**Task brief**
Put the lines of the entries below into a numbered list, starting with the line that contains "target: group of people standing on rock" and going on through the line that contains "Return the outline of every instance of the group", and leave out any blank lines.

**Entries provided**

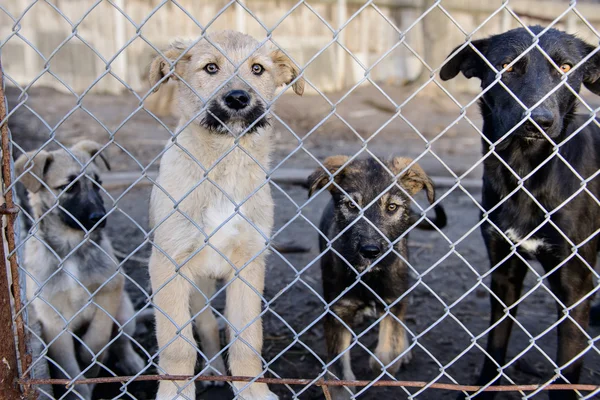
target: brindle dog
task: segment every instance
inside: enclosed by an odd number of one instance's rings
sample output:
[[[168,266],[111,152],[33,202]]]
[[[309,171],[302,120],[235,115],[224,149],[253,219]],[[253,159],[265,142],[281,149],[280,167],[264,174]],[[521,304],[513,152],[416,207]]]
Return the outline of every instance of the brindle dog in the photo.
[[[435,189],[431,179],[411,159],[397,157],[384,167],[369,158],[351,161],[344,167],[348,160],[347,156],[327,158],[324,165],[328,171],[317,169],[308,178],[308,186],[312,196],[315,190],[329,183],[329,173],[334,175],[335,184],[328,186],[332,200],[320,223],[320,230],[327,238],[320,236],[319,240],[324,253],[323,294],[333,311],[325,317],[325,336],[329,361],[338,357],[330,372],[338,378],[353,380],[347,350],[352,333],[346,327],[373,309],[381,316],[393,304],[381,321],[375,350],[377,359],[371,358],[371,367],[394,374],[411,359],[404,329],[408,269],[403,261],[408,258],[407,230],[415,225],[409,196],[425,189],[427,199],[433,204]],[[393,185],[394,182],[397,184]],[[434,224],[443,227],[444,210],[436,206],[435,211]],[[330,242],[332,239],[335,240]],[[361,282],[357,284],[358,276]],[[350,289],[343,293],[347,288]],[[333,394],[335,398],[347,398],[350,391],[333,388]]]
...
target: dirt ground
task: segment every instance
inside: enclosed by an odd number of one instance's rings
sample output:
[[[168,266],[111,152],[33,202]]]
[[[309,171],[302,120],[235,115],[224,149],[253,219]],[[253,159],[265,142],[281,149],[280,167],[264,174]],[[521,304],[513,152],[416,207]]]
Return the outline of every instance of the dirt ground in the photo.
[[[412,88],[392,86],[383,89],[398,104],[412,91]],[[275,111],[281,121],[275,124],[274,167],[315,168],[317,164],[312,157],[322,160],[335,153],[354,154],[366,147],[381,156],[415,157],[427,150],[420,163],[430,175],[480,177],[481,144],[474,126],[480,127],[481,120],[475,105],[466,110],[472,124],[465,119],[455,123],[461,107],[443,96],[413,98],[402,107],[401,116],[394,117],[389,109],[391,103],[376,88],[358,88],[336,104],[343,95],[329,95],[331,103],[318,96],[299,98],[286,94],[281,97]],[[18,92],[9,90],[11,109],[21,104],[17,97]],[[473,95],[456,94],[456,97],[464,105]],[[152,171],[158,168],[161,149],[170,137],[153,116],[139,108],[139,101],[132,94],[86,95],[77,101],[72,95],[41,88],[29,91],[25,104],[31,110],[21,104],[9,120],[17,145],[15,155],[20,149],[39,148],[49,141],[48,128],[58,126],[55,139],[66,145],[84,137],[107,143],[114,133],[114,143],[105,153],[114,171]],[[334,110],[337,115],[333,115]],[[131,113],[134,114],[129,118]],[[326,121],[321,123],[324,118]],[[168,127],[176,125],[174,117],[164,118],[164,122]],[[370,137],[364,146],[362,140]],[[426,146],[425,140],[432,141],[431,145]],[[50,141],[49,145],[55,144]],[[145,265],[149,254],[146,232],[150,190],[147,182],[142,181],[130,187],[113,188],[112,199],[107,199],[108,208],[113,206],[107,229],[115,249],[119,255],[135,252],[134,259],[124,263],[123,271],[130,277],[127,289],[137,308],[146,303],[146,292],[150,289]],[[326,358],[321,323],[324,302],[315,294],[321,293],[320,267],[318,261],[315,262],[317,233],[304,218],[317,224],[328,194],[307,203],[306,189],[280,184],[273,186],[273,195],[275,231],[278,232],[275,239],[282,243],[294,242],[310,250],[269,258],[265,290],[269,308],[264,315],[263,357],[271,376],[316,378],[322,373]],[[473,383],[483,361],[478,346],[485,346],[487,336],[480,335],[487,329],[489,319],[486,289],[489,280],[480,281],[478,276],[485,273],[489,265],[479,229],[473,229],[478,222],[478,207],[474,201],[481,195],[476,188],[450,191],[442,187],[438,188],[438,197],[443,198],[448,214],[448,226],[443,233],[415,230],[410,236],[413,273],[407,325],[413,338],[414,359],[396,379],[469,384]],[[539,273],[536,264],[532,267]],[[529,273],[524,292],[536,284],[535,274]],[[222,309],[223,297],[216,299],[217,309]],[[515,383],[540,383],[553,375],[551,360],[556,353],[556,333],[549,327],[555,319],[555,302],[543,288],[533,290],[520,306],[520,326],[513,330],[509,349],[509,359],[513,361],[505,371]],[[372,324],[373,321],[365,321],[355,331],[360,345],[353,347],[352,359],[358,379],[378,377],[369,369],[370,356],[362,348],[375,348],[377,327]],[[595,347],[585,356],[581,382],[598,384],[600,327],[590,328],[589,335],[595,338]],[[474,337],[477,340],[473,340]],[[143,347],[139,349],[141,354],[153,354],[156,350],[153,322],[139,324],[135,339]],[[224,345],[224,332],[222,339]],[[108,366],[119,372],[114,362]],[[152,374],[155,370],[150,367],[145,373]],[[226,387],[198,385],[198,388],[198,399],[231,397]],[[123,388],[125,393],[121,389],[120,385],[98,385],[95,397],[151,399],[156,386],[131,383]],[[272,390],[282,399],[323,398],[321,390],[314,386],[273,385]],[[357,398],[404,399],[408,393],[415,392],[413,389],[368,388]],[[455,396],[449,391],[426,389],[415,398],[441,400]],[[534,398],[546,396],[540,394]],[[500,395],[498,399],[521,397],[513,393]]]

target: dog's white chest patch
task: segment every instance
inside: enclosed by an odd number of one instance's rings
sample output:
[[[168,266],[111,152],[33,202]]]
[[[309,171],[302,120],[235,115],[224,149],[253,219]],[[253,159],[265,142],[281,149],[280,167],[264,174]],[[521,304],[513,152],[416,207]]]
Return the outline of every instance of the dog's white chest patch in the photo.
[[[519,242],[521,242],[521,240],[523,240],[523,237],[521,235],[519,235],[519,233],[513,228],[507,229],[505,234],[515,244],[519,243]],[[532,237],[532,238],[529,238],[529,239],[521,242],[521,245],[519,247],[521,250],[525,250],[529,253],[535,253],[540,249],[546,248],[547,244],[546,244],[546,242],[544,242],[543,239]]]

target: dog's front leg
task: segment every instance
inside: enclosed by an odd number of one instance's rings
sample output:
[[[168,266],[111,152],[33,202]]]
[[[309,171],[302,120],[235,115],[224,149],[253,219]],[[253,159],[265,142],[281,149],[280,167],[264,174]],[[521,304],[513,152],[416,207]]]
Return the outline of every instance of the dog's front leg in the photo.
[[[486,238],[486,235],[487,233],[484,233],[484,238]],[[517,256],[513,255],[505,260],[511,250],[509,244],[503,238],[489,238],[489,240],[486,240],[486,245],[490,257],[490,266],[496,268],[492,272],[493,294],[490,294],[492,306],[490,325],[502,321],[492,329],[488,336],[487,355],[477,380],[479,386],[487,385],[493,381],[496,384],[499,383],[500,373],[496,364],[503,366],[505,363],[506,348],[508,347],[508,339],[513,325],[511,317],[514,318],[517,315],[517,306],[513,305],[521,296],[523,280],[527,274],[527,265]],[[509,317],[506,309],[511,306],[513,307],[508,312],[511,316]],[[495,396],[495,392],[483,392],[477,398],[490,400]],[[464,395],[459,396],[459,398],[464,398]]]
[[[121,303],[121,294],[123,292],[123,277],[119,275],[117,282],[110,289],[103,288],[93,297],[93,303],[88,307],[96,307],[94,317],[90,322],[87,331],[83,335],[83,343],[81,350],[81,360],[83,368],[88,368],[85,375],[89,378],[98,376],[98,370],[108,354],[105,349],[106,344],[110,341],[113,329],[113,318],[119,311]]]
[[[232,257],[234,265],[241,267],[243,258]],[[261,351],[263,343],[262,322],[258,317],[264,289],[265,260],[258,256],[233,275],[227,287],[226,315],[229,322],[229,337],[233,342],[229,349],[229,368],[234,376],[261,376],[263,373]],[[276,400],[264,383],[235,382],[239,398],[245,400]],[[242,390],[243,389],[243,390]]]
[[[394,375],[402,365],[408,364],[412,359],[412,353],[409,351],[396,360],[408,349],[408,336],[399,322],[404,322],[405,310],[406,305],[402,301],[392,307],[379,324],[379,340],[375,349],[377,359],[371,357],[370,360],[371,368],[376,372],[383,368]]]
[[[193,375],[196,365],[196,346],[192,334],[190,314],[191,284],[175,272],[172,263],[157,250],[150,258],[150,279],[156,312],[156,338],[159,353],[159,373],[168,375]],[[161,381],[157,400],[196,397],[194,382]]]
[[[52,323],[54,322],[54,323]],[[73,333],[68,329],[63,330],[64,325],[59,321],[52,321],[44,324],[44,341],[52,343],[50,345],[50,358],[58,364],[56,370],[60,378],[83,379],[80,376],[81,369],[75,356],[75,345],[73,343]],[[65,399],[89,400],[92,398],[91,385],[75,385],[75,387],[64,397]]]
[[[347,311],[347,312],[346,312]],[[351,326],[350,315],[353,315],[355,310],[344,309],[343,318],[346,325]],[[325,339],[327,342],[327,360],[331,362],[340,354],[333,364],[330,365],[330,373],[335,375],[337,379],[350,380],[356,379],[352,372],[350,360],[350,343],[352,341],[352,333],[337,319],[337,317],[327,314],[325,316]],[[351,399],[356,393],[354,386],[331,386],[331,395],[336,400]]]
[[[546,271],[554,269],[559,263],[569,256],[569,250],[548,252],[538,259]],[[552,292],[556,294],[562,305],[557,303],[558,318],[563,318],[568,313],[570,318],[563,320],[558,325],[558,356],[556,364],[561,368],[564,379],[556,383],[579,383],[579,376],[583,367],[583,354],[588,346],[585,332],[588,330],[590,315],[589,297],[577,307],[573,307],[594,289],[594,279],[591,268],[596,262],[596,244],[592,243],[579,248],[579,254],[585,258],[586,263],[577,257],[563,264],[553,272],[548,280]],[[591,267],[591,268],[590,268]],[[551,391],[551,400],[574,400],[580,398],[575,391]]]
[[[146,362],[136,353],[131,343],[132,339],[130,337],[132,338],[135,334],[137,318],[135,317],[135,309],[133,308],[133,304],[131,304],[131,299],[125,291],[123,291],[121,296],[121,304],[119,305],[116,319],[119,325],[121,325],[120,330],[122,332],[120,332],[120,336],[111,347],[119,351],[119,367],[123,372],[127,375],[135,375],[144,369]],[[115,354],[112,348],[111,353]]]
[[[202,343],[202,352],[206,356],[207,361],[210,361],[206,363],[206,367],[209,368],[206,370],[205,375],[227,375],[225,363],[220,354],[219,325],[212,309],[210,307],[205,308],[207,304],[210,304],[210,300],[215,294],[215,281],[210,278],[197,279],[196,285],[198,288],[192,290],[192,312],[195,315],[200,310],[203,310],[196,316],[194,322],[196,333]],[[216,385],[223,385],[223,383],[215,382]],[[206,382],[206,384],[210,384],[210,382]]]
==
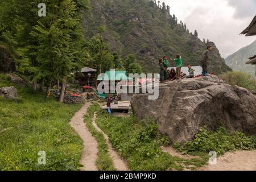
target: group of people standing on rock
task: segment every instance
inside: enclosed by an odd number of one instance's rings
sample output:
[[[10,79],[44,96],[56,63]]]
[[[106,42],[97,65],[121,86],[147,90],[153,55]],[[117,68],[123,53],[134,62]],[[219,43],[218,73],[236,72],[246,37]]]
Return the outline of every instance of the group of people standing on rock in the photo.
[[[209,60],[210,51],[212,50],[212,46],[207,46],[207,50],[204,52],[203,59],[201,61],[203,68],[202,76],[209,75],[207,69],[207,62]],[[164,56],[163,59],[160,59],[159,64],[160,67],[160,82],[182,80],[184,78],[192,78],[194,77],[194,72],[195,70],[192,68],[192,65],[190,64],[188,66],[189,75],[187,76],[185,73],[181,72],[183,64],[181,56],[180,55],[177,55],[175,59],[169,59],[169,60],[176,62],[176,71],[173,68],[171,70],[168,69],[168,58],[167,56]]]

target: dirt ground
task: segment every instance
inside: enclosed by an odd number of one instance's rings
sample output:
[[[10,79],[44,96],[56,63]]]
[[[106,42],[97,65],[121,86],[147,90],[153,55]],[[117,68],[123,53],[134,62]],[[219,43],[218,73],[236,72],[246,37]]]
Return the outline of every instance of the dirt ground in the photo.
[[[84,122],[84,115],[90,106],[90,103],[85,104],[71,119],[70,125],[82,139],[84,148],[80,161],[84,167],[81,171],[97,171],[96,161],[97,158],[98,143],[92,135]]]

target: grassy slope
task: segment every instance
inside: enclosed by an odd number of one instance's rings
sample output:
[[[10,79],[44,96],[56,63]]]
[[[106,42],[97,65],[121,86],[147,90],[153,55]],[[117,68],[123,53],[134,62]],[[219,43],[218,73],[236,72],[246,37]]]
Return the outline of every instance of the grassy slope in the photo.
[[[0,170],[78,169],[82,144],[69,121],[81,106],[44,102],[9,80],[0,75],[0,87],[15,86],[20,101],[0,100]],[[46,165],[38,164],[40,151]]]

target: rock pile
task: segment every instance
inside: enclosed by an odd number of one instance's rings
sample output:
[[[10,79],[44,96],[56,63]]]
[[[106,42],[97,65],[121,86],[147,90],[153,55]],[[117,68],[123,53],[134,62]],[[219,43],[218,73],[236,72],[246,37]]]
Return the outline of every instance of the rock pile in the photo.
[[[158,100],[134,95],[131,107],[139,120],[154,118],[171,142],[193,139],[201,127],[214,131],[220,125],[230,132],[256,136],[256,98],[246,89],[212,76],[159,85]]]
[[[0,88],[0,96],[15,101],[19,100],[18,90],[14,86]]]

**Solution to the problem**
1. target: group of people standing on rock
2. task: segment every instance
3. inside: enclosed by an odd number of one instance's rings
4. sample output:
5. [[[10,79],[44,96],[56,63]]]
6. [[[106,42],[97,65],[121,86],[147,90],[153,55]],[[117,68],[123,53],[134,62]],[[219,43],[218,73],[236,72],[246,37]]]
7. Return the outline of every instance of the group of people standing on rock in the photo.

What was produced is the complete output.